I.G.H.A. / HorseAid's Bureau of Land Management News



Judge Gives Foals, Mares with Disease a Second Reprieve
By Heather May, The Salt Lake Tribune


SALT LAKE CITY -- Thursday, June 25, 1998

For the second time this month, a federal judge saved wild foals in Utah from execution Wednesday, giving the Bureau of Land Management (BLM) a few more weeks to find them a home.

The BLM is negotiating with universities in two states to take the foals for research. The BLM has rounded up about 440 horses from three herds on its lands in eastern Utah since May and tested them for equine infectious anemia -- a deadly disease similar to the human immunodeficiency virus. About 60 tested positive, and 36 were euthanized. The others, 12 mares and their 12 foals, are being quarantined in the western Bonanza Draw near the Ute Indian Reservation. About 50 other horses that tested negative but were rounded up with horses that tested positive also are being kept. Those horses will be set free if they test negative again in July.

Under the orders from the state veterinarian, the mares and their foals were to be euthanized immediately. But animal rights groups led by the Animal Legal Defense Fund (ALDF) successfully argued for a federal reprieve. Research suggests the blood tests for the foals are positive because the foals carry antibodies from their infected mothers, not because they have the virus.

Animal rights groups want the state to retest the animals in six to eight months. "There's a very strong likelihood that these foals would be negative once they're weaned," said Patricia Lane, an attorney for the Humane Society of the United States. Lane said when the mares are asymptomatic like those in Utah, there is a 1 in 6 million chance a mother will pass the disease on to the foal.

Two weeks ago, U.S. District Judge Gladys Kessler ordered Utah not to euthanize or otherwise harm the foals until June 23. On Wednesday she extended that order to July 20. 'We need the judge to keep issuing these orders so these wild horse foals won't be killed," said ALDF spokeswoman Jeanne Stuart Mcvey.

=-=-=-=-=

*Tasks to carry out*
A. In the article on the Utah wild foals, to what date did Judge Kessler extend her order?
B. Print the part of the article on the Utah wild foals from "The BLM is negotiating" to "again in July.".
C. Continue the article on the Utah wild foals from where it stops.

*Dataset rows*
=-=-=-=-=

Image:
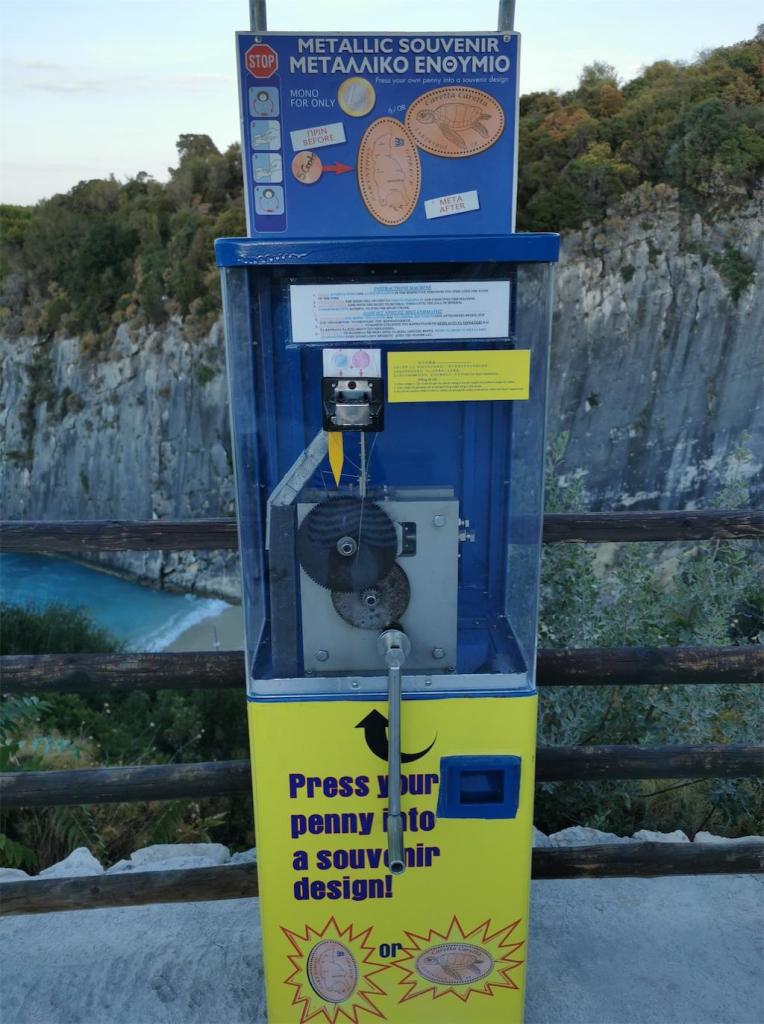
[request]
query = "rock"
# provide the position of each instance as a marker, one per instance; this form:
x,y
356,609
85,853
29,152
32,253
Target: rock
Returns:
x,y
12,875
645,836
540,839
142,436
710,838
79,862
119,867
175,856
246,857
581,836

=-=-=-=-=

*Answers provided*
A. She extended it to July 20.

B.
The BLM is negotiating with universities in two states to take the foals for research. The BLM has rounded up about 440 horses from three herds on its lands in eastern Utah since May and tested them for equine infectious anemia -- a deadly disease similar to the human immunodeficiency virus. About 60 tested positive, and 36 were euthanized. The others, 12 mares and their 12 foals, are being quarantined in the western Bonanza Draw near the Ute Indian Reservation. About 50 other horses that tested negative but were rounded up with horses that tested positive also are being kept. Those horses will be set free if they test negative again in July.

C.
The state veterinarian will not allow the horses to stay in Utah for the long term. Glenn Foreman, a spokesman for the BLM in Utah, said the BLM hopes to save the foals by sending them to a state willing to quarantine them.

The BLM had wanted to send the foals to Colorado, but that state's veterinarian refused them. Foreman said two other states have shown an interest in taking the wild horses to research how the virus is transferred from the mares to the foals. It is unclear if the mares will be a part of the research.

The agreement should be finalized by the beginning of July. Foreman would not disclose which states he is working with because he said the negotiations are politically sensitive. He fears people in those states who do not understand the disease and the research will thwart the BLM's efforts. "We're getting real close to having to put those babies down because we can't find them a home," said Foreman.

One of the Utah foals has been put down since the roundup began. It had sustained neck injuries before helicopters began corralling the wild horses, Foreman said. Three other horses also have died -- two mares broke their necks trying to escape the corrals, and one stallion died of a heart attack.